Set exercise => Can you rewrite the entries as a numbered list, from the start of the entries up to and including the line with "POLYGON ((240 139, 230", leaving out blank lines?

(Entries from a collection)
[start]
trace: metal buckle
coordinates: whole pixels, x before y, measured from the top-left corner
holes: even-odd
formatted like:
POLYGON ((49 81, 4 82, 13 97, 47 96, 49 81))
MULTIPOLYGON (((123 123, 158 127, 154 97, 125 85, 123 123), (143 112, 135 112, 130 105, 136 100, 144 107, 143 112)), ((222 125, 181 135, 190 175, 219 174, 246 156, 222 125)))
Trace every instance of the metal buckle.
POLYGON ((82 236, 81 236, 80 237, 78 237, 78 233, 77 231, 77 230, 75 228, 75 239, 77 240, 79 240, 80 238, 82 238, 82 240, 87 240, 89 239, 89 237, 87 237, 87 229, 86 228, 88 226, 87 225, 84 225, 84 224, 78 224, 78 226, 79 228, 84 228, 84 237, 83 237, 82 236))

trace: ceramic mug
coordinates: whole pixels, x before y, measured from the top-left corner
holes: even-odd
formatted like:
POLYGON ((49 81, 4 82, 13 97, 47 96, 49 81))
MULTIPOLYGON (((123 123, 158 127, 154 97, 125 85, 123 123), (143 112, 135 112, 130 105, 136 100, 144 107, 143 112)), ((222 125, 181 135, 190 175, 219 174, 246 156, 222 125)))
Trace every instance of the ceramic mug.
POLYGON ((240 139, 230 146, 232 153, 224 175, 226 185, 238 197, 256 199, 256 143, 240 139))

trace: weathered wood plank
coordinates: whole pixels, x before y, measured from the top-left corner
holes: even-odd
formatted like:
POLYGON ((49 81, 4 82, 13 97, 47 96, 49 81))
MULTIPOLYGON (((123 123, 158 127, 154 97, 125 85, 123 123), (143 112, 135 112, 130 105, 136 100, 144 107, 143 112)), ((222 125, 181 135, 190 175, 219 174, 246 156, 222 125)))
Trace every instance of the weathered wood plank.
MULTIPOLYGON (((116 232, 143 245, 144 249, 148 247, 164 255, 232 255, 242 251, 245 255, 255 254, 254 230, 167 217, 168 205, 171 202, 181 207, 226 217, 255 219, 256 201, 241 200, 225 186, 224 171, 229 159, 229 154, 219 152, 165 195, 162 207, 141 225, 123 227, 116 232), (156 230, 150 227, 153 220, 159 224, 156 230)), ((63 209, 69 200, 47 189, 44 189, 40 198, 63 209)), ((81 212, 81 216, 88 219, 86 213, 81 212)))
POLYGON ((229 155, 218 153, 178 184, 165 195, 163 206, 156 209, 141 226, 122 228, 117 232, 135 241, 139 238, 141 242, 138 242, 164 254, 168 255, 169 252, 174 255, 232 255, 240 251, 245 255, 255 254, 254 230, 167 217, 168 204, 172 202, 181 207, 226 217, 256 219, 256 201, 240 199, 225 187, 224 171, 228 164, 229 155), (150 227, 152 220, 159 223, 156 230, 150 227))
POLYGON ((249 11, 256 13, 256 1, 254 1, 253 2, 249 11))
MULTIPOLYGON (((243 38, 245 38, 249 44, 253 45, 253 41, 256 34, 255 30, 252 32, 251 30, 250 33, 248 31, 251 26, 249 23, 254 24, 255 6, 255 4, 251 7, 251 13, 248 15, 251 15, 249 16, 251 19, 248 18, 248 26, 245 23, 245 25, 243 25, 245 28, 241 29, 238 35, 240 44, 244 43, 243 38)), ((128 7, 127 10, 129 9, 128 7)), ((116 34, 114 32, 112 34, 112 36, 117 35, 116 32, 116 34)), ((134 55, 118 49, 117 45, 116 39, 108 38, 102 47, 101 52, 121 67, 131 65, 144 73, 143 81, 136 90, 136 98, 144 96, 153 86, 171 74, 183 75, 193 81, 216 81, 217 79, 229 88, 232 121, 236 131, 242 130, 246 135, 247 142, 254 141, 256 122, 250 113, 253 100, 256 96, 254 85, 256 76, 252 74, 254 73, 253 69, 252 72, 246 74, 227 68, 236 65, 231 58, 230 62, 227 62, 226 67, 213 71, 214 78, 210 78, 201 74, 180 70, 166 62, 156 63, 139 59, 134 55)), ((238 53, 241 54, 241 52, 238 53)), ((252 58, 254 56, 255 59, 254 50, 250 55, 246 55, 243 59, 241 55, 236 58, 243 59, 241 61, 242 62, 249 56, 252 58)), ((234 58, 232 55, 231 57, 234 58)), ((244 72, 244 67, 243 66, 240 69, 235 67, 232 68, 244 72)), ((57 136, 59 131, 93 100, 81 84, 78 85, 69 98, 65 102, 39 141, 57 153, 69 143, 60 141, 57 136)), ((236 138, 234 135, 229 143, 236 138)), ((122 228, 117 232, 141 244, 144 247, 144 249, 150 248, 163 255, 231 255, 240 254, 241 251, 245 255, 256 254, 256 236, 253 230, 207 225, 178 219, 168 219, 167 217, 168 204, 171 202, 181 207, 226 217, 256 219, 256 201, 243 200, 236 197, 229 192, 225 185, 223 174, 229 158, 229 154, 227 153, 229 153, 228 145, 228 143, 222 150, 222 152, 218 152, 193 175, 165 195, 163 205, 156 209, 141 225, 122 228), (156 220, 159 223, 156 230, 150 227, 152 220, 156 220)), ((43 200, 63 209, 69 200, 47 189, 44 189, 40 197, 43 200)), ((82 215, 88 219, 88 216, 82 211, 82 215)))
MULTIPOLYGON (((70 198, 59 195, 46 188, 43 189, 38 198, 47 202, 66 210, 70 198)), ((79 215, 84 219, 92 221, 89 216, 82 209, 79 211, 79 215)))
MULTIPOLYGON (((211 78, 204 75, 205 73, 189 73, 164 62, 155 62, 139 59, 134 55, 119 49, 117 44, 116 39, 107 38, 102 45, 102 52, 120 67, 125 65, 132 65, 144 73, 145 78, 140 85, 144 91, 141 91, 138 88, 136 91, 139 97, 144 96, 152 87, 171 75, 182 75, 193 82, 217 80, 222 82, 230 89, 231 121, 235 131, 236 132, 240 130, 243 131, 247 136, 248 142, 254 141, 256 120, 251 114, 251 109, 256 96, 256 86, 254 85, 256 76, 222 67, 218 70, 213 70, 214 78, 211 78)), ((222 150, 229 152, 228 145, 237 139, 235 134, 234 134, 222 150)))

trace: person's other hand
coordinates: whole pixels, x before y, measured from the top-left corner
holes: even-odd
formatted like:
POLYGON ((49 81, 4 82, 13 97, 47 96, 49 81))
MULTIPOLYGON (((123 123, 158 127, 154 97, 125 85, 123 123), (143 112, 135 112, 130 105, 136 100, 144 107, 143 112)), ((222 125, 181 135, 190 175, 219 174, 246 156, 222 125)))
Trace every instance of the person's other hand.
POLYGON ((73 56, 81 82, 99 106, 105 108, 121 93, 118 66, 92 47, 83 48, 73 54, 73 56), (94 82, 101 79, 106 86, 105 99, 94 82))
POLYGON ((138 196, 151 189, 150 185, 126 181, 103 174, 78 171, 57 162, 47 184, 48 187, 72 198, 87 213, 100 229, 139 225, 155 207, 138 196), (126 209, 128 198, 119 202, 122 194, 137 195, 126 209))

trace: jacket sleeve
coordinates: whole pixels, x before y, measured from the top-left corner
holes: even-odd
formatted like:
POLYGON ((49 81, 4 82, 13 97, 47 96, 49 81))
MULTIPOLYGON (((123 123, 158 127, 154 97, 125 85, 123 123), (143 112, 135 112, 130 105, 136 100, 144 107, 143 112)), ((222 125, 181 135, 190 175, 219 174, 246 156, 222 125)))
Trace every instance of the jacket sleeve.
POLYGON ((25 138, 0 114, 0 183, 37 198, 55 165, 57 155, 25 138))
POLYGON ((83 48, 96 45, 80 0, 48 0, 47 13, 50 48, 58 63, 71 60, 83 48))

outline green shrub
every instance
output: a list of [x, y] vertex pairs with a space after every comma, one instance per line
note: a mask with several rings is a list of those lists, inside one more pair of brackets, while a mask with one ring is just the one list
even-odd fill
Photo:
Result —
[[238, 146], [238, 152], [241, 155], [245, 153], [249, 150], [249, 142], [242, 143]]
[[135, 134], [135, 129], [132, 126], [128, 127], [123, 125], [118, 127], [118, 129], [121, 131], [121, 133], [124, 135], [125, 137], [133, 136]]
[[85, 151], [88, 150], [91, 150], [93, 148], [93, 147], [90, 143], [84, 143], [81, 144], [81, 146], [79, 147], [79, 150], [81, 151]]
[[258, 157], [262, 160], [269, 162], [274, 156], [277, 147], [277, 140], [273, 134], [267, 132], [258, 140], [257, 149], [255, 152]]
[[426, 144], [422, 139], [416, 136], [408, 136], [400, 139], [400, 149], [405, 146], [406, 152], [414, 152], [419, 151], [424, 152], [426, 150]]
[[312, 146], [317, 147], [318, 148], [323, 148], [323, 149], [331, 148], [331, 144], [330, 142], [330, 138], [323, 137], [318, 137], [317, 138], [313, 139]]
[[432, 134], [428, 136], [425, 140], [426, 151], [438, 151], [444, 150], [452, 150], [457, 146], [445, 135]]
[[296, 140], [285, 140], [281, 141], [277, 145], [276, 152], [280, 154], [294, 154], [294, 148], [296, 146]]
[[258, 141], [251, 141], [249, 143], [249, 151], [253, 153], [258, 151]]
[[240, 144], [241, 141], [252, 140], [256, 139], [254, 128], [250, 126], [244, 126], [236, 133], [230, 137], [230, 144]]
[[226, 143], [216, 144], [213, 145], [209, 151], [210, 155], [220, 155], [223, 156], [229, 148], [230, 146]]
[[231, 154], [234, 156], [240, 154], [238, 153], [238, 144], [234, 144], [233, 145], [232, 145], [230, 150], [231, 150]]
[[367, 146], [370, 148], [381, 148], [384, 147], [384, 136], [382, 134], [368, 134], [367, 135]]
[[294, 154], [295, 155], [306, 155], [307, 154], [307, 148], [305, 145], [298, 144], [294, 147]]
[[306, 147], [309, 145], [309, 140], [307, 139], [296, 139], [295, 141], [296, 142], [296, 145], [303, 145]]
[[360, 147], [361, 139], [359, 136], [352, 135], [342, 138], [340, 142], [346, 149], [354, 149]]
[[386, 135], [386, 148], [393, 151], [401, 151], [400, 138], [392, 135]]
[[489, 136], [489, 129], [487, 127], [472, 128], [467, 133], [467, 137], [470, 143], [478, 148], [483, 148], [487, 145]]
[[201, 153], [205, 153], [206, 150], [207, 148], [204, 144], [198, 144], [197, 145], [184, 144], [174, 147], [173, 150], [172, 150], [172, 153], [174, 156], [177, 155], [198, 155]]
[end]
Response for this exercise =>
1. trace: metal buckle
2. coordinates: whole pixels, x before y, measured from the top-left corner
3. holes: even-odd
4. formatted like:
5. POLYGON ((49 81, 4 82, 13 97, 47 96, 49 81))
6. MULTIPOLYGON (((123 123, 158 127, 154 97, 125 85, 123 123), (143 112, 135 112, 130 105, 136 100, 144 107, 143 112)), ((222 125, 181 135, 190 175, 219 174, 246 156, 222 125)))
7. Trace every instance of the metal buckle.
8. POLYGON ((82 236, 81 236, 80 237, 78 237, 78 233, 77 231, 77 230, 75 228, 75 239, 77 240, 79 240, 80 238, 82 238, 82 240, 87 240, 89 239, 89 237, 87 237, 87 229, 86 228, 88 226, 87 225, 84 225, 84 224, 78 224, 78 226, 79 228, 84 228, 84 237, 83 237, 82 236))
9. trace: ceramic mug
10. coordinates: whole pixels, x before y, measured from the top-left corner
11. holes: even-odd
12. formatted like:
13. POLYGON ((49 81, 4 82, 13 97, 47 96, 49 81))
14. MULTIPOLYGON (((123 123, 158 127, 154 97, 125 85, 123 123), (143 112, 135 112, 130 105, 136 100, 144 107, 143 112)), ((222 125, 181 135, 190 175, 219 174, 246 156, 222 125)))
15. Trace every instance of the ceramic mug.
16. POLYGON ((240 139, 230 146, 232 153, 224 175, 226 185, 238 197, 256 199, 256 143, 240 139))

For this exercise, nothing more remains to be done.